- **The data**:
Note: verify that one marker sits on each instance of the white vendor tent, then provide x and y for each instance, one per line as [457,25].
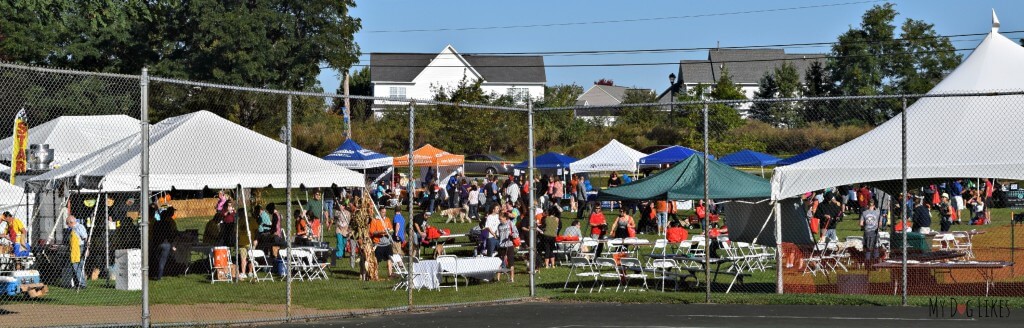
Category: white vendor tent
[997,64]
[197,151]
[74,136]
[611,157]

---

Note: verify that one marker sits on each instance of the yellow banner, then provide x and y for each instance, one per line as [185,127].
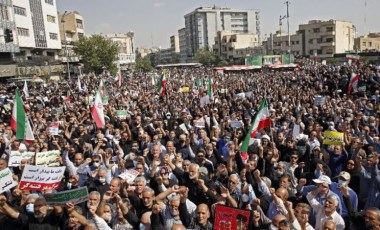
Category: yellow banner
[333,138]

--

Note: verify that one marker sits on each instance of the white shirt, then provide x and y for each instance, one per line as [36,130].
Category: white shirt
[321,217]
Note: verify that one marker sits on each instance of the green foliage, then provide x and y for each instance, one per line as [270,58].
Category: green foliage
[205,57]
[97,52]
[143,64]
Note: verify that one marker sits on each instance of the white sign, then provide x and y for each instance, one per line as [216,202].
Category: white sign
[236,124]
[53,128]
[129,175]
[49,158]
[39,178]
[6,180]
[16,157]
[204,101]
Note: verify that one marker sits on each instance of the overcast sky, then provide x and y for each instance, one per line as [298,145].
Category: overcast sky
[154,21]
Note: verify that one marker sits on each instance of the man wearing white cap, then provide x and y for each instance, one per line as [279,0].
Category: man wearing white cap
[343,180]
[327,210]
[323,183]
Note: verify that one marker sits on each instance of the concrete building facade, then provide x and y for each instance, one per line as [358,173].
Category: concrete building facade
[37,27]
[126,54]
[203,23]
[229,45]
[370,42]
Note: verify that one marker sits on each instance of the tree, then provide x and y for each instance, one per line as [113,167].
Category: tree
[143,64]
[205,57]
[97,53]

- **Required work**: Using the word "that" as the filter, copy each matching line from the material.

- **Solution to this task**:
Note: verify that one marker sits on each instance of the white vendor tent, then provide x and y for each instance, one per line as [457,25].
Note: verify that one marker sits on each instance of the yellow banner, then provide x and y for each instance, one per line as [185,127].
Note: verify that one marker sits on each instance of the white shirt, then provide x and y for each instance, one per line as [36,130].
Note: verify that one marker sits on each instance of the green foliage, then provide x and y for each instance, one per line as [270,58].
Note: verify that one marker sits on each instance of the white sign, then provide x and y for each instance, one per line as [216,202].
Note: verify that one marker sits on each instance of the overcast sky, then provide x and y for each instance, one per line as [298,145].
Note: verify that one marker sits on each instance of the man wearing white cap, then provide x and y for each instance, one per line as [279,0].
Note: verify that one marker sits on each instance of the concrete building facade, then provide x and y for each instance, one per line as [358,173].
Note: verify that one marker sits on each instance of the tree, then provide x and y for each instance, one per line as [113,167].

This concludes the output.